Records for this exercise —
============================================================

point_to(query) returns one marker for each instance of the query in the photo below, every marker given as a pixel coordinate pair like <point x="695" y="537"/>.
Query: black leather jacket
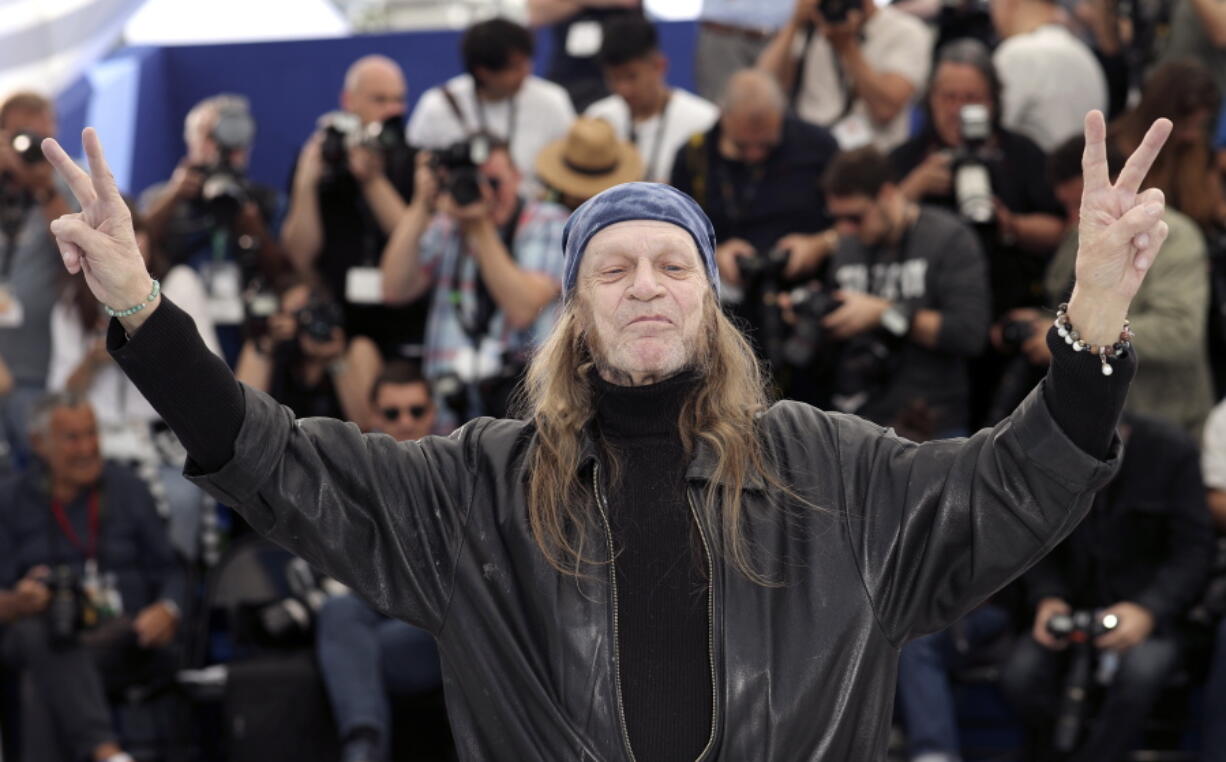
<point x="907" y="538"/>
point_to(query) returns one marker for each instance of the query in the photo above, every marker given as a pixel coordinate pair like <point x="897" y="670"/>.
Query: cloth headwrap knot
<point x="636" y="201"/>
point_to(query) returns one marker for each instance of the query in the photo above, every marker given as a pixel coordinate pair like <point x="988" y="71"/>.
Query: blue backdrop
<point x="139" y="97"/>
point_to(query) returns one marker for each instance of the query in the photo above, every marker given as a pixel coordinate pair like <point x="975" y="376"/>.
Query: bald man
<point x="340" y="222"/>
<point x="757" y="174"/>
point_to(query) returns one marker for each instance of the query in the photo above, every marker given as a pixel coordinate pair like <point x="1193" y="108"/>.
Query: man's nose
<point x="646" y="282"/>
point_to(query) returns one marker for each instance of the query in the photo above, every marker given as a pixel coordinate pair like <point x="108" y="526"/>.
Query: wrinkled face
<point x="379" y="94"/>
<point x="858" y="216"/>
<point x="955" y="85"/>
<point x="505" y="82"/>
<point x="750" y="136"/>
<point x="405" y="411"/>
<point x="645" y="292"/>
<point x="70" y="446"/>
<point x="639" y="82"/>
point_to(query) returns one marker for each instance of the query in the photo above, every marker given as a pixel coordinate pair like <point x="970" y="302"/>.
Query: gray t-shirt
<point x="1188" y="39"/>
<point x="34" y="279"/>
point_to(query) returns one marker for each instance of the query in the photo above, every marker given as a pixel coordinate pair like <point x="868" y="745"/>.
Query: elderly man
<point x="655" y="564"/>
<point x="72" y="520"/>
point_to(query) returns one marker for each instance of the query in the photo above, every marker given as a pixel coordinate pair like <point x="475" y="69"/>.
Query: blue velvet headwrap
<point x="636" y="201"/>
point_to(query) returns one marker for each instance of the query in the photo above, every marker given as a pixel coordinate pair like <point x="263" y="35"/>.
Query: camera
<point x="319" y="319"/>
<point x="226" y="189"/>
<point x="343" y="131"/>
<point x="836" y="11"/>
<point x="1079" y="630"/>
<point x="459" y="168"/>
<point x="808" y="337"/>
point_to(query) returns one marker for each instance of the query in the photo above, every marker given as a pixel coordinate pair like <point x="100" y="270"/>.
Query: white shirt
<point x="123" y="413"/>
<point x="660" y="137"/>
<point x="1051" y="80"/>
<point x="893" y="43"/>
<point x="1213" y="457"/>
<point x="529" y="120"/>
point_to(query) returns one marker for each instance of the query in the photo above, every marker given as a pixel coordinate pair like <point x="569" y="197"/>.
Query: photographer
<point x="365" y="657"/>
<point x="912" y="301"/>
<point x="30" y="277"/>
<point x="1015" y="212"/>
<point x="1142" y="556"/>
<point x="90" y="588"/>
<point x="212" y="218"/>
<point x="498" y="96"/>
<point x="1168" y="314"/>
<point x="853" y="67"/>
<point x="494" y="262"/>
<point x="758" y="175"/>
<point x="305" y="360"/>
<point x="350" y="186"/>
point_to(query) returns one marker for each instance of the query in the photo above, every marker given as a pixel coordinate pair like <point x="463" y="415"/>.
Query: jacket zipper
<point x="617" y="646"/>
<point x="710" y="614"/>
<point x="710" y="620"/>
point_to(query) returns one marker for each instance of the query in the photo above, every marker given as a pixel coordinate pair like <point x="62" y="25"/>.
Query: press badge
<point x="11" y="313"/>
<point x="584" y="39"/>
<point x="363" y="286"/>
<point x="224" y="284"/>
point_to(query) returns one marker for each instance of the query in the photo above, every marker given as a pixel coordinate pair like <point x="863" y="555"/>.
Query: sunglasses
<point x="416" y="412"/>
<point x="855" y="218"/>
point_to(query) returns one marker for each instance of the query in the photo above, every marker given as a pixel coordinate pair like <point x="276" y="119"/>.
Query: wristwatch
<point x="896" y="320"/>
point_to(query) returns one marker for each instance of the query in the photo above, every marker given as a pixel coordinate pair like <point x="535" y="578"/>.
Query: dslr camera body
<point x="972" y="162"/>
<point x="459" y="168"/>
<point x="343" y="131"/>
<point x="226" y="189"/>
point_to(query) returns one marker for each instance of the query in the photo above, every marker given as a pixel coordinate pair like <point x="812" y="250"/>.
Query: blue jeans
<point x="365" y="657"/>
<point x="926" y="697"/>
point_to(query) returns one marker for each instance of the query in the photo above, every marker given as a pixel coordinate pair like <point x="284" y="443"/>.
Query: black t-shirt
<point x="760" y="203"/>
<point x="352" y="238"/>
<point x="1019" y="179"/>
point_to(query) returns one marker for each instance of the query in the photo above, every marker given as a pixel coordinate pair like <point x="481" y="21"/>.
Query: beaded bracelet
<point x="1115" y="352"/>
<point x="133" y="310"/>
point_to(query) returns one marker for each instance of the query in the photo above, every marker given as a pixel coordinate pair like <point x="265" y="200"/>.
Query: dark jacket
<point x="133" y="540"/>
<point x="1148" y="539"/>
<point x="905" y="539"/>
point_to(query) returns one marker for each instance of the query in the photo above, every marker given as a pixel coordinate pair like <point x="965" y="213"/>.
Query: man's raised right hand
<point x="98" y="240"/>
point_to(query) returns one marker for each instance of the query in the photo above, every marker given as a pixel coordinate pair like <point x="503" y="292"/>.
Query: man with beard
<point x="654" y="564"/>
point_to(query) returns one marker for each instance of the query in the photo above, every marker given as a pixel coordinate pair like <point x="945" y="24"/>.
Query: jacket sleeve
<point x="379" y="516"/>
<point x="937" y="528"/>
<point x="1181" y="578"/>
<point x="383" y="517"/>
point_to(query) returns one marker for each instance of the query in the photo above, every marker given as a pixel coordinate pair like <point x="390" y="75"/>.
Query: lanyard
<point x="91" y="549"/>
<point x="650" y="168"/>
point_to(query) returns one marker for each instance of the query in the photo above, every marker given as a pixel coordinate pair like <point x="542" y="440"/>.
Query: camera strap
<point x="662" y="124"/>
<point x="95" y="520"/>
<point x="476" y="326"/>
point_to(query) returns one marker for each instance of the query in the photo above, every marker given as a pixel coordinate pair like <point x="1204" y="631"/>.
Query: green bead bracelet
<point x="157" y="289"/>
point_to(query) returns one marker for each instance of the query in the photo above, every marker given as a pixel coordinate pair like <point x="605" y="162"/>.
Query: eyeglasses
<point x="416" y="412"/>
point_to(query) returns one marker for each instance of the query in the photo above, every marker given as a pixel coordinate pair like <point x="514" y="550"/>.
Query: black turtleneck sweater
<point x="662" y="593"/>
<point x="661" y="566"/>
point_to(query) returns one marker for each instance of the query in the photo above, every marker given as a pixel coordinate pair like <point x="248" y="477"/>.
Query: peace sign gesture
<point x="1121" y="232"/>
<point x="99" y="240"/>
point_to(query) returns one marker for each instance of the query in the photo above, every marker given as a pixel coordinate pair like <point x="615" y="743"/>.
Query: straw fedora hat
<point x="589" y="159"/>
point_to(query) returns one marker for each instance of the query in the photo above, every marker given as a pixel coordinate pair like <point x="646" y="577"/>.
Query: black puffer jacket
<point x="909" y="538"/>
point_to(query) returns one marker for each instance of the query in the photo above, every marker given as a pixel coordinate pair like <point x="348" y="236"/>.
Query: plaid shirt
<point x="536" y="248"/>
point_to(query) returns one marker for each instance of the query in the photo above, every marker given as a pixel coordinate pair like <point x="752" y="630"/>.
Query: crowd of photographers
<point x="895" y="190"/>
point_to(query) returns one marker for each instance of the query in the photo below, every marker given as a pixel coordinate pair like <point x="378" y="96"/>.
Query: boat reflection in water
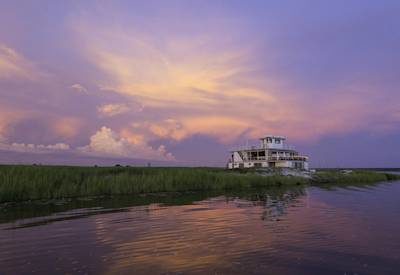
<point x="279" y="231"/>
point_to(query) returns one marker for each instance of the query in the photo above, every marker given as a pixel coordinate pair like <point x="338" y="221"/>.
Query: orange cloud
<point x="67" y="127"/>
<point x="14" y="65"/>
<point x="213" y="89"/>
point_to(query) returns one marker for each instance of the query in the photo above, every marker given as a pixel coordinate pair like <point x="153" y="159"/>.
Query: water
<point x="353" y="230"/>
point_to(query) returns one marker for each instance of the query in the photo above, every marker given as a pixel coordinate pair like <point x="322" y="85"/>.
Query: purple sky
<point x="182" y="82"/>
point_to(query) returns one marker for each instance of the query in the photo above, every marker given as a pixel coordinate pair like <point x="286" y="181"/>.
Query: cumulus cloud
<point x="106" y="142"/>
<point x="33" y="148"/>
<point x="110" y="110"/>
<point x="15" y="65"/>
<point x="78" y="88"/>
<point x="208" y="85"/>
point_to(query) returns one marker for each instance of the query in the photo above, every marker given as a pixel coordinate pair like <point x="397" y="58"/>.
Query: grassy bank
<point x="21" y="183"/>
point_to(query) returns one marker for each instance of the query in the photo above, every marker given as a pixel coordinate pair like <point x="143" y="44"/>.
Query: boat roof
<point x="273" y="136"/>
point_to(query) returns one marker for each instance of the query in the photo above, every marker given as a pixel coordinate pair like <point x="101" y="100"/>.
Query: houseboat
<point x="273" y="152"/>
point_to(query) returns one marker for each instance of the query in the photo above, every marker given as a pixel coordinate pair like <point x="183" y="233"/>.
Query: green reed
<point x="21" y="183"/>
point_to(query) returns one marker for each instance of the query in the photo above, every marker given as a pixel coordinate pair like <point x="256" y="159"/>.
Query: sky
<point x="183" y="82"/>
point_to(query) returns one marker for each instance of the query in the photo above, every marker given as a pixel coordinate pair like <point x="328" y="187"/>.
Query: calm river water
<point x="354" y="230"/>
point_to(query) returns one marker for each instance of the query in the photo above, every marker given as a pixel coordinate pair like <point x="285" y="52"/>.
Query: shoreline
<point x="20" y="183"/>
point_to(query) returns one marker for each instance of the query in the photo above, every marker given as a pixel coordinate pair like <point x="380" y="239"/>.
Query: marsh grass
<point x="23" y="183"/>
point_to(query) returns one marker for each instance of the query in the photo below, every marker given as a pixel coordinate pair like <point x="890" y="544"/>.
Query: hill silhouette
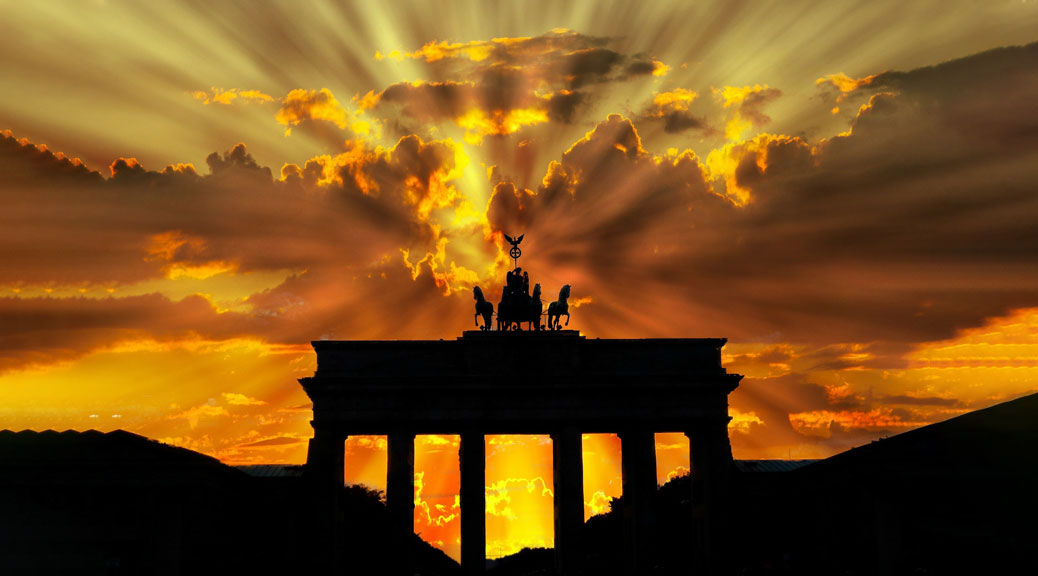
<point x="94" y="503"/>
<point x="955" y="497"/>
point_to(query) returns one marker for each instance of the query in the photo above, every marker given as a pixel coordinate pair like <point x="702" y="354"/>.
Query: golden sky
<point x="192" y="192"/>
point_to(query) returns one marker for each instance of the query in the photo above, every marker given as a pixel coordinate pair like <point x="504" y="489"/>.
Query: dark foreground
<point x="957" y="497"/>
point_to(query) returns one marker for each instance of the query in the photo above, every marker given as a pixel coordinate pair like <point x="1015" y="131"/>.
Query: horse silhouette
<point x="484" y="308"/>
<point x="557" y="308"/>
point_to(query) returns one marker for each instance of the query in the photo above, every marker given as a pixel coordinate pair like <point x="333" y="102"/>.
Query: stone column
<point x="324" y="472"/>
<point x="638" y="458"/>
<point x="472" y="455"/>
<point x="400" y="497"/>
<point x="568" y="472"/>
<point x="710" y="459"/>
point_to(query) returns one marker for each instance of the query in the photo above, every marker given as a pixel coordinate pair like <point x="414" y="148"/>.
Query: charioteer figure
<point x="518" y="305"/>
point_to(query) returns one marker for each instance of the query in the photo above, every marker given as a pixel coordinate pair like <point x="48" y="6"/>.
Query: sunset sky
<point x="193" y="191"/>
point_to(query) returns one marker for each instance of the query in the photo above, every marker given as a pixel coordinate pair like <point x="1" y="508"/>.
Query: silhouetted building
<point x="93" y="503"/>
<point x="552" y="382"/>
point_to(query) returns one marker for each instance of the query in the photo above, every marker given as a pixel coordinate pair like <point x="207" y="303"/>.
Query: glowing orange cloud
<point x="301" y="105"/>
<point x="226" y="98"/>
<point x="845" y="83"/>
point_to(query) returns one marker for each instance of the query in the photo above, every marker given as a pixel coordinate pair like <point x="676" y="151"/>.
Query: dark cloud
<point x="553" y="73"/>
<point x="913" y="225"/>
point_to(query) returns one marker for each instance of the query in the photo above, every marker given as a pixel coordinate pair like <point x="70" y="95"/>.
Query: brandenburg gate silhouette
<point x="510" y="381"/>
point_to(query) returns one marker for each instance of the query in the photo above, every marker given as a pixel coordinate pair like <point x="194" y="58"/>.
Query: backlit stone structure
<point x="530" y="382"/>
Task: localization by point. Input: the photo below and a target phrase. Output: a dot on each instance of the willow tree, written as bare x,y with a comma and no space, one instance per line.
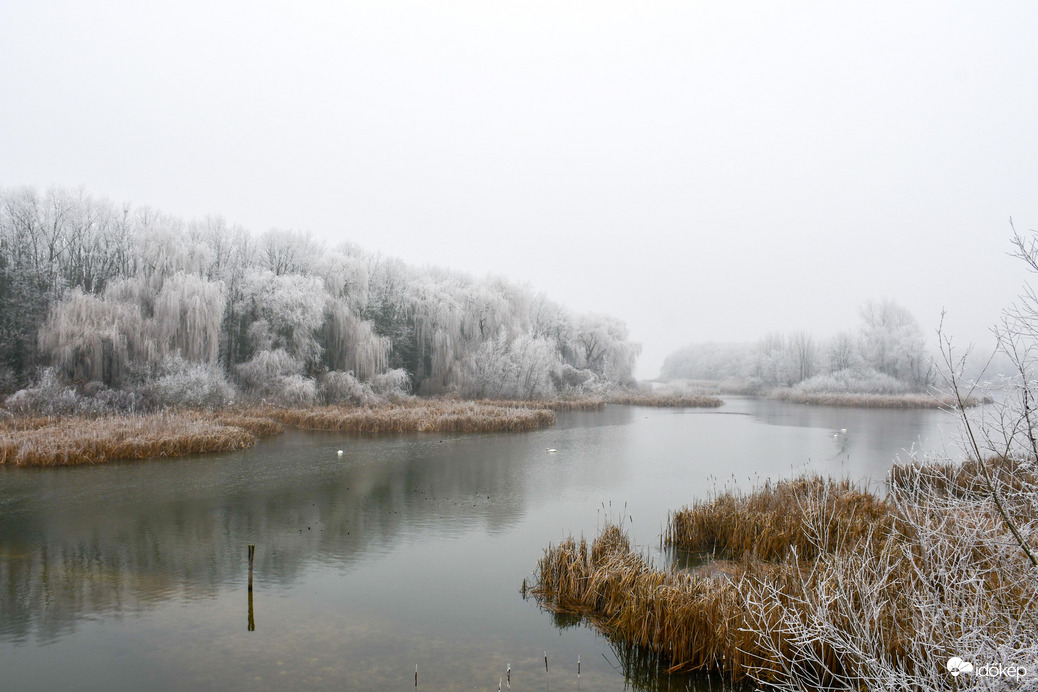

============================================================

Problem requirements —
Count the lines in the listing above that contain the word "orange", and give only the number.

Written response —
2